── Extracted text ──

What Artists Can Do

The HBO mini-series Rome is the stuff of nightmares.  Murder was done routinely to achieve political as well as financial ends during the period depicted in the show — a period of civil war that accelerated the bloodletting, to be sure. If the historians consulted for that show are correct, Rome’s elite routinely consigned innocent people including loyal soldiers to an early death merely to acquire what they wanted, and faced no sanction.  Further down the social ladder, slaves, prostitutes, even children were frequently sacrificed for the most trivial of reasons, their murderers also seemingly unpunished.

In America today, and in the countries that also built their governments and judicial systems on Enlightenment principles, the life of every individual is seen as deserving of full protection by the state.  Even if a murder victim is a criminal in the act of committing a crime, our system is supposed to work to redeem that lost life.  In war, the common understanding now is that a soldier’s death is an unusual event, a breakdown in the system, to be avoided whenever possible.

───

→ To-do list:
(1) Do the following statements agree with the essay on the HBO series Rome? (a) Rome's elite faced no penalty for sending innocent people to an early death. (b) The period shown in the series was one of peace. (c) A soldier's death in war is now commonly seen as an ordinary, expected event. For each, answer yes or no and quote the essay's words that settle it.
(2) Resume the essay on the HBO series Rome, picking up right after its final sentence.

── Dataset excerpt ──

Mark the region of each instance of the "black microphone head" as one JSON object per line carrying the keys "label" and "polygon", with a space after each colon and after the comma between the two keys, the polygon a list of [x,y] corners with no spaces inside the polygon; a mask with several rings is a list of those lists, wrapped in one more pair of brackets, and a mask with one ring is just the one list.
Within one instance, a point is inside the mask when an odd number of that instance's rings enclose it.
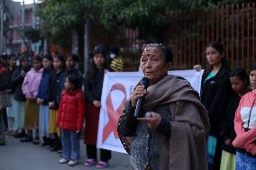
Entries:
{"label": "black microphone head", "polygon": [[150,85],[150,79],[148,77],[143,77],[141,80],[141,84],[142,84],[142,85],[144,85],[145,89],[147,89],[149,85]]}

───

→ Results for the exercise:
(1)
(a) Yes: "and faced no sanction."
(b) No: "a period of civil war that accelerated the bloodletting"
(c) No: "a soldier’s death is an unusual event, a breakdown in the system, to be avoided whenever possible."

(2)
The jihadists’ willingness to sacrifice themselves as well as the lives of innocents is what avowedly gives them whatever advantage they’ve got.  That we cherish the lives of individuals is interpreted as a sign of our weakness and decadance, says Osama Bin Laden.  The jihadists know they can use our belief that every person has a fundamental right to life against us.  They draw on a more ancient understanding of justice, one that relatively devalues individual life, remorselessly sacrificing thousands of people in the name of crusades for God and power.

How did we get from there to here?  From Rome to the U.S. Constitution?  From the Dark Ages to today?  From nightmares to dreams? 

According to this review on WSJ.com, author Lynn Hunt suggests (in “Inventing Human Rights”) literature made a crucial contribution:

The definition of human rights, she argues, “indeed their very existence, depends on emotions as much as on reason.” Accordingly, rights continue to evolve “because their emotional basis continues to shift.” Jefferson’s assertions resonated, she says, thanks to “brain changes” that had occurred in the 18th century. “Ordinary people had . . . new understandings that came from new kinds of feelings.”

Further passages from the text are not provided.